SOURCE EXCERPT —
··········
- Born: 11 September 1884 Munich, Kingdom of Bavaria, German Empire
- Died: 10 July 1952 (aged 67) Miesbach, Bavaria, West Germany
- Allegiance: German Empire Weimar Republic Nazi Germany
- Branch: Army
- Service years: 1903–1945
- Rank: General der Artillerie
- Commands: 7. Infanterie-Division XXX. Armeekorps
- Conflicts: World War I World War II Battle of France; Battle of Greece; Battle of Metaxas Line;
- Awards: Knight's Cross of the Iron Cross

= Otto Hartmann (general) =

German general (1884–1952)

Otto Hartmann (11 September 1884 – 10 July 1952) was a German general in the Wehrmacht during World War II. He was a recipient of the Knight's Cross of the Iron Cross of Nazi Germany.

==Family==
Otto Hartmann was born on 11 September 1884 in Munich in the Kingdom of Bavaria as the son of Generalmajor Richard Hartmann and Rose Maria, née Schönlin. He was married in 1911 to Franziska, née Steger. The couple had one daughter and one son.

==Military career==
===Royal Bavarian Army===
Hartmann passed out of the Bavarian Cadet Corps and entered the 10. Feldartillerie-Regiment of the Royal Bavarian Army in Erlangen as a Fähnrich (officer candidate) on 6 July 1903. He was commissioned a Leutnant on 8 March 1905. He was promoted to Oberleutnant on 28 October 1912 and sent to the Bavarian War Academy on 1 October 1913 for general staff training.
··········
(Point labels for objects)
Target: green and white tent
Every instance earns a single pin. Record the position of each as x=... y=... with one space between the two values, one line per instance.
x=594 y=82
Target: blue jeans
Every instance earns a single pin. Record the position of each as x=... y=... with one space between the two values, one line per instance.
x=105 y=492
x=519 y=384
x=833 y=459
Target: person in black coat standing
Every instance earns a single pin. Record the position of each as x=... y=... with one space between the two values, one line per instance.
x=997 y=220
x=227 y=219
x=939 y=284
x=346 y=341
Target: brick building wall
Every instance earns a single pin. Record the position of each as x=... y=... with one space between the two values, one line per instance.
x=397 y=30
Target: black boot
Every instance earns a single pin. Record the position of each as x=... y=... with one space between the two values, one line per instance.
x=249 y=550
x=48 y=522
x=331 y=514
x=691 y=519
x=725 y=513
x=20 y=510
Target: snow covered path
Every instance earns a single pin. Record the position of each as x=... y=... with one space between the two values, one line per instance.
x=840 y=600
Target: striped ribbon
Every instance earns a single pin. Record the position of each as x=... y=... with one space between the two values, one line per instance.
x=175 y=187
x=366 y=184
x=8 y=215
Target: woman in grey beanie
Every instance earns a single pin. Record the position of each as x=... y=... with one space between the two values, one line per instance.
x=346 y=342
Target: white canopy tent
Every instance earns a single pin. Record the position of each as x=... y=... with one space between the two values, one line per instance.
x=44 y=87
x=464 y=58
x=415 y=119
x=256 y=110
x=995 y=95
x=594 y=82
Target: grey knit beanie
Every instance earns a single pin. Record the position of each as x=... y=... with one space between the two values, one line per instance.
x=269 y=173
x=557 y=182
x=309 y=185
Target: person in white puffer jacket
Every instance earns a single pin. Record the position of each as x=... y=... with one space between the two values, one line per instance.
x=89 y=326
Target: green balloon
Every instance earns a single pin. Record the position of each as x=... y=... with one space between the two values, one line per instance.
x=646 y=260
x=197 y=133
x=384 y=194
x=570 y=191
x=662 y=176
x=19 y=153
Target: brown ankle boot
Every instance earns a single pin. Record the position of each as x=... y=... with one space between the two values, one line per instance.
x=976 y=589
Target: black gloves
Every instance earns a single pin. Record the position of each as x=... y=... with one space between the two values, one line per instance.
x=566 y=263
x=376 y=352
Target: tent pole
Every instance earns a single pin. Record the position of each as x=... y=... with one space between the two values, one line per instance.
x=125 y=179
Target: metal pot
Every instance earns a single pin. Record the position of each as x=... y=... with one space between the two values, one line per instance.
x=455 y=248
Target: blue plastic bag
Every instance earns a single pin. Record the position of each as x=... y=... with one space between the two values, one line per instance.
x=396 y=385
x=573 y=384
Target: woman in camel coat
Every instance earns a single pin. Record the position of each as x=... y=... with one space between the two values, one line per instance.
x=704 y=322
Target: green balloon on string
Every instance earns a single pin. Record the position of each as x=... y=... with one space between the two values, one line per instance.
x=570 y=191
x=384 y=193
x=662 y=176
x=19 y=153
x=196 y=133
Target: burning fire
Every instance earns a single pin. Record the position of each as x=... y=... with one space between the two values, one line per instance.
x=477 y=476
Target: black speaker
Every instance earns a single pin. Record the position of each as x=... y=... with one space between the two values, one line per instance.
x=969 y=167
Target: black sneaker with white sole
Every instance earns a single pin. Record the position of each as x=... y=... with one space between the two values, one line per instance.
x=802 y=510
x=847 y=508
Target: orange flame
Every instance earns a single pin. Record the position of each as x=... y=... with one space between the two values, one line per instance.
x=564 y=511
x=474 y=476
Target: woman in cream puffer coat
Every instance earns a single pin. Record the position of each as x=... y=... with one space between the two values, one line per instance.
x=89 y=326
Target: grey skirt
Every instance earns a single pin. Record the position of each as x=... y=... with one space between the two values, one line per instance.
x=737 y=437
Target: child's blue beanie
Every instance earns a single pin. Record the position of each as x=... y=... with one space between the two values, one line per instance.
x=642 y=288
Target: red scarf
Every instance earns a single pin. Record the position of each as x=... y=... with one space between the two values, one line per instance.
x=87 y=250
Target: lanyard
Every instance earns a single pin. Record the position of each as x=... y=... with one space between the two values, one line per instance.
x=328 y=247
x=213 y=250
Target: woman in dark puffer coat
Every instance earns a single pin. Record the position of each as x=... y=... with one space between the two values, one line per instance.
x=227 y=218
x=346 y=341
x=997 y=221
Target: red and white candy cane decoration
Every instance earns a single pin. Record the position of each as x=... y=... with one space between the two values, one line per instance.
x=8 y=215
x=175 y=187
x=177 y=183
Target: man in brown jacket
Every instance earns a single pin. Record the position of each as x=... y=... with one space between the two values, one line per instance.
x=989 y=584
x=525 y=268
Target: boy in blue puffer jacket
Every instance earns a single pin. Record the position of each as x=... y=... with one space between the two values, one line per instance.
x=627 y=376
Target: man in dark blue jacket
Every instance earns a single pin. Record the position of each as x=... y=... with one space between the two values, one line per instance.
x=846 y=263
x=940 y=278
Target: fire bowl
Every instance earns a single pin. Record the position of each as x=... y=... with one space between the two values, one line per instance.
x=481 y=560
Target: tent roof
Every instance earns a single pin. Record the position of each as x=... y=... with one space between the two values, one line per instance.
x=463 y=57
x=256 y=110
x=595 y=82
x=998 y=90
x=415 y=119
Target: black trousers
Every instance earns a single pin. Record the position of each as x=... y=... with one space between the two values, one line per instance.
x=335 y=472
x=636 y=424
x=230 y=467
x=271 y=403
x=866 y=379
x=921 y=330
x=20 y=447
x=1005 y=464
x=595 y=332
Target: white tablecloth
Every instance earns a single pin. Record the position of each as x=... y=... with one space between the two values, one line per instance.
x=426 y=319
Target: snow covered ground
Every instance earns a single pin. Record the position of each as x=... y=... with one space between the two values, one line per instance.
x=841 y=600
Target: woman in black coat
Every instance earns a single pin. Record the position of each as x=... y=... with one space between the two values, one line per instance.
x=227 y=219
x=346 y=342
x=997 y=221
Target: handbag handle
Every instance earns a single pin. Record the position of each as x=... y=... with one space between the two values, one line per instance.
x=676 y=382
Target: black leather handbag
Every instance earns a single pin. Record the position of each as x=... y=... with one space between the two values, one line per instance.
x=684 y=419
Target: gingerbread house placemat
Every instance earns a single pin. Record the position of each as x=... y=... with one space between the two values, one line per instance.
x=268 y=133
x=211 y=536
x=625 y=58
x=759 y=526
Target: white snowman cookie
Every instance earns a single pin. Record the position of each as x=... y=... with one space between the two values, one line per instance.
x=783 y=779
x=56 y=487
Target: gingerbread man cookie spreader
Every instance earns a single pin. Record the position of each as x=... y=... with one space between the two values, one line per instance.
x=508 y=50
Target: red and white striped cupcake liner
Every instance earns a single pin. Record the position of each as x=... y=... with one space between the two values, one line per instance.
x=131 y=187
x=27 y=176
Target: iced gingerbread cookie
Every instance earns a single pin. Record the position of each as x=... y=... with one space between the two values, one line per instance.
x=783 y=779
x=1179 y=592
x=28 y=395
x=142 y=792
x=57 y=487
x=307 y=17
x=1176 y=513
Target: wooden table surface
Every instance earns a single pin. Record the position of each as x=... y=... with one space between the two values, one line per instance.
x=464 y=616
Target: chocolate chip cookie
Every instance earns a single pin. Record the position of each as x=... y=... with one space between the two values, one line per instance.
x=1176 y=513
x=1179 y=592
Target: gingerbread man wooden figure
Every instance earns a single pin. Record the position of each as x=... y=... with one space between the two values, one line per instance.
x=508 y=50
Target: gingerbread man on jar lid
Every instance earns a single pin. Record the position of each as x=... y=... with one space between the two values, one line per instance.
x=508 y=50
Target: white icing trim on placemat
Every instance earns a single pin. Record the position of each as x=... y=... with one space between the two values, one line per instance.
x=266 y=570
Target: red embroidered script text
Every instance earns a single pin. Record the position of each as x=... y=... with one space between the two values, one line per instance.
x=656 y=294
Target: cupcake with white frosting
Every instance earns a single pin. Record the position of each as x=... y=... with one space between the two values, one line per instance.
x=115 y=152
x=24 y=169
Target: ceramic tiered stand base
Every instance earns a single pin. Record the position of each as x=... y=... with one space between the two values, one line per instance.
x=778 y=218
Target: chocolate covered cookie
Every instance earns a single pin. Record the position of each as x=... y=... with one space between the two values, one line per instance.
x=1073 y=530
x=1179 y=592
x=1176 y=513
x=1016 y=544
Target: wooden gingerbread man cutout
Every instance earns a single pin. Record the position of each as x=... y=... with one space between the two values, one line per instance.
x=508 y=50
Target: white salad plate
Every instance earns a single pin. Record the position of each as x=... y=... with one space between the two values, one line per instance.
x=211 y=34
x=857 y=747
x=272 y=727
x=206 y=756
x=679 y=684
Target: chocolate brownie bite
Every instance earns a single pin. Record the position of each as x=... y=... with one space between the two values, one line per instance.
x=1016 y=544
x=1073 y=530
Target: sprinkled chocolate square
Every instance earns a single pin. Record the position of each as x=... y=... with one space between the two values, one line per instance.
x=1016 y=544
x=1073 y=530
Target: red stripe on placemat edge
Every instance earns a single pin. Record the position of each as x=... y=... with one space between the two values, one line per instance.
··········
STATED GOAL 1 — Copy the entries word for word, from their first line through the line containing "x=833 y=459", with both ends included.
STATED GOAL 2 — Please extend the biography of the German general Otto Hartmann, starting right after its last sentence.

EXERCISE RESULT 1 —
Target: green and white tent
Every instance earns a single pin. Record the position of each as x=... y=... with one space between the two values, one line per instance.
x=594 y=82
Target: blue jeans
Every instance earns a single pin. Record the position of each as x=... y=... with one space between the two values, one line per instance.
x=105 y=492
x=519 y=384
x=833 y=459

EXERCISE RESULT 2 —
Hartmann's course of instruction was interrupted by the outbreak of World War I and he returned to his regiment in the field on 8 August 1914. On 24 August 1914, he was assigned as an aide-de-camp on the staff of the Bavarian 5th Field Artillery Brigade and then from 16 September 1914 as 2nd adjutant of the 5th Bavarian Infantry Division. He was promoted to Hauptmann on 14 January 1916 and on 19 June 1916 he was sent to the 1st Bavarian Landwehr Division to serve as the division's 2nd General Staff Officer.

On 11 September 1917, he was sent to the Ottoman Empire and tasked as an Ottoman general staff major, first on the general staff of the Yildirim Army Group, also called Army Group F, and then from 25 November 1917 on the general staff of the Ottoman 6th Army. From 21 February to 13 May 1918, he was on the general staff of the Ottoman XIII Army Corps. On 4 June 1918, Hartmann was assigned to the general staff of the Ottoman Eastern Army Group as Oberquartiermeister. On 25 October 1918, he was sent back to the Western Front in France and on 1 November he became 3rd General Staff Officer on the general staff of the XV Royal Bavarian Reserve Corps.

===Interwar Years===
After the end of World War I, Hartmann remained in service in the Reichswehr, serving primarily as a staff officer. On 26 September 1919, he received a backdated Patent as Hauptmann of 24 December 1914. In May 1920 he was assigned as a staff officer on the staff of Wehrkreiskommando VII (Military District Command VII) in Munich. On 1 October 1921, he was sent to the staff of the City Commandant of Munich and in the following year to the staff of the Reichswehr's 7th Division. On 1 February 1922, his seniority date as Hauptmann in the Reichshwehr was fixed at 8 November 1914.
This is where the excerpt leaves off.